▶ [Your task]:
Keep images out and repeat all data exactly.

▶ [Information given]:
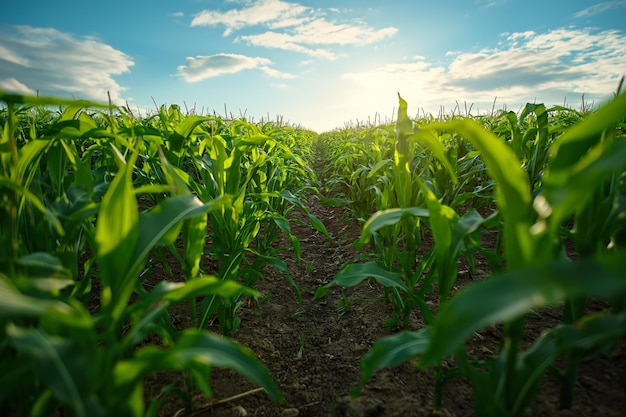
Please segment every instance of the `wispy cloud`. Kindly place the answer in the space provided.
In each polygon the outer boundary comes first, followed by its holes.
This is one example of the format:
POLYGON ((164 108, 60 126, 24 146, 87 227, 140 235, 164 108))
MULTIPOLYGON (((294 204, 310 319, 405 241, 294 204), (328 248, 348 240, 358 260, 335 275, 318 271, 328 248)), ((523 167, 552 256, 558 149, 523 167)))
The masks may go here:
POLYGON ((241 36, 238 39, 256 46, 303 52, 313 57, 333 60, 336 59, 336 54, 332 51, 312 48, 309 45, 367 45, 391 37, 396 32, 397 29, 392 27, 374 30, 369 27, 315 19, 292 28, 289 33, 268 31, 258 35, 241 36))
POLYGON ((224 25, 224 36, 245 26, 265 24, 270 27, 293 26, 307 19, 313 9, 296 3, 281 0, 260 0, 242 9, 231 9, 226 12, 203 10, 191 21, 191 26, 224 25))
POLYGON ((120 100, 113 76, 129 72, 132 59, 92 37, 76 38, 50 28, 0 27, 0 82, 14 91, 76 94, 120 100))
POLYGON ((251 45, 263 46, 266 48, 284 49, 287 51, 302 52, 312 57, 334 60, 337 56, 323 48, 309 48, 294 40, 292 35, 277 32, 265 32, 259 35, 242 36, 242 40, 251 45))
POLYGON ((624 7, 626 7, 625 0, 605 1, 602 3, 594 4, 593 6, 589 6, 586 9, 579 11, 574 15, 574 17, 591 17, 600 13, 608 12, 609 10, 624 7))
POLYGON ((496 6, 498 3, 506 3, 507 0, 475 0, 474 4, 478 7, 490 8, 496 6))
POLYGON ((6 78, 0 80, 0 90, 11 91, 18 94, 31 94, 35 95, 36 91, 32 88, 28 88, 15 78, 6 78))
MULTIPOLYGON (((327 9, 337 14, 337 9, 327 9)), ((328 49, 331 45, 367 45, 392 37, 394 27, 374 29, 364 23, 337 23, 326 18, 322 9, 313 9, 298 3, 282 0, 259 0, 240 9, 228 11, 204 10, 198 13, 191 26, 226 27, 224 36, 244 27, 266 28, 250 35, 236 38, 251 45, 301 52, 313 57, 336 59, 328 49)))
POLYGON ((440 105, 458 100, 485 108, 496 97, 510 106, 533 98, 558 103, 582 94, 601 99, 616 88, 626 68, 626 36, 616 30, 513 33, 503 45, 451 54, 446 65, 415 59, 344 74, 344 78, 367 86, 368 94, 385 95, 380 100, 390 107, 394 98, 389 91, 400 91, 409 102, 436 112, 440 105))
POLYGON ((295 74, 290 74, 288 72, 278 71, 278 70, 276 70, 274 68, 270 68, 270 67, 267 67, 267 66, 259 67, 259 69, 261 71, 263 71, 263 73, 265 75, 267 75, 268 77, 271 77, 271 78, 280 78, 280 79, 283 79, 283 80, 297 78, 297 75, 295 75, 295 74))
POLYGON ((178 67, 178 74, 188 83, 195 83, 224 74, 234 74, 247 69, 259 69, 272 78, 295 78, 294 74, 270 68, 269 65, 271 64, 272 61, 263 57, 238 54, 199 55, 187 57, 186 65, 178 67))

▶ [Task answer]:
Please segment every instance of the `wispy cloud`. Kindly place the answer in the space provided.
In each polygon the outer boundary comes first, followed by its holes.
This is one example of the format:
POLYGON ((164 108, 60 126, 24 146, 87 227, 140 235, 164 108))
MULTIPOLYGON (((294 204, 310 319, 405 241, 294 204), (328 248, 348 240, 358 260, 335 275, 318 271, 328 248)), ((523 167, 552 256, 558 149, 523 167)))
The masks may go here:
POLYGON ((241 36, 238 39, 256 46, 303 52, 313 57, 333 60, 336 59, 336 54, 332 51, 312 48, 309 45, 367 45, 391 37, 396 32, 397 29, 392 27, 374 30, 369 27, 315 19, 292 28, 289 33, 268 31, 258 35, 241 36))
POLYGON ((224 25, 224 36, 245 26, 265 24, 270 27, 293 26, 307 19, 313 9, 296 3, 281 0, 260 0, 242 9, 231 9, 226 12, 203 10, 191 21, 191 26, 224 25))
POLYGON ((120 100, 113 76, 129 72, 132 59, 92 37, 76 38, 50 28, 0 27, 0 82, 14 91, 76 94, 120 100))
POLYGON ((251 45, 263 46, 266 48, 284 49, 287 51, 302 52, 312 57, 334 60, 337 56, 323 48, 309 48, 294 40, 292 35, 277 32, 265 32, 259 35, 242 36, 242 40, 251 45))
POLYGON ((624 7, 626 7, 625 0, 605 1, 602 3, 594 4, 593 6, 589 6, 586 9, 579 11, 574 15, 574 17, 591 17, 600 13, 608 12, 609 10, 624 7))
POLYGON ((496 6, 498 3, 506 3, 507 0, 475 0, 474 4, 478 7, 490 8, 496 6))
POLYGON ((6 78, 0 80, 0 90, 11 91, 18 94, 31 94, 35 95, 36 91, 32 88, 28 88, 15 78, 6 78))
MULTIPOLYGON (((327 9, 337 14, 337 9, 327 9)), ((328 49, 331 45, 367 45, 392 37, 394 27, 374 29, 364 23, 337 23, 326 18, 322 9, 313 9, 298 3, 282 0, 259 0, 240 9, 228 11, 204 10, 198 13, 191 26, 226 27, 224 36, 244 27, 266 28, 250 35, 236 38, 251 45, 301 52, 313 57, 336 59, 328 49)))
POLYGON ((440 105, 458 100, 485 108, 496 97, 510 106, 533 98, 558 103, 582 94, 601 99, 616 88, 626 68, 626 36, 616 30, 513 33, 503 45, 451 54, 446 65, 415 59, 344 74, 344 78, 367 86, 368 94, 385 95, 380 100, 390 107, 394 98, 389 91, 400 91, 409 102, 436 112, 440 105))
POLYGON ((295 74, 290 74, 288 72, 278 71, 278 70, 276 70, 274 68, 270 68, 270 67, 267 67, 267 66, 259 67, 259 69, 261 71, 263 71, 263 73, 265 75, 267 75, 268 77, 271 77, 271 78, 280 78, 280 79, 283 79, 283 80, 297 78, 297 75, 295 75, 295 74))
POLYGON ((178 67, 178 74, 188 83, 195 83, 224 74, 234 74, 247 69, 259 69, 272 78, 295 78, 294 74, 270 68, 269 65, 271 64, 272 61, 263 57, 238 54, 199 55, 187 57, 186 65, 178 67))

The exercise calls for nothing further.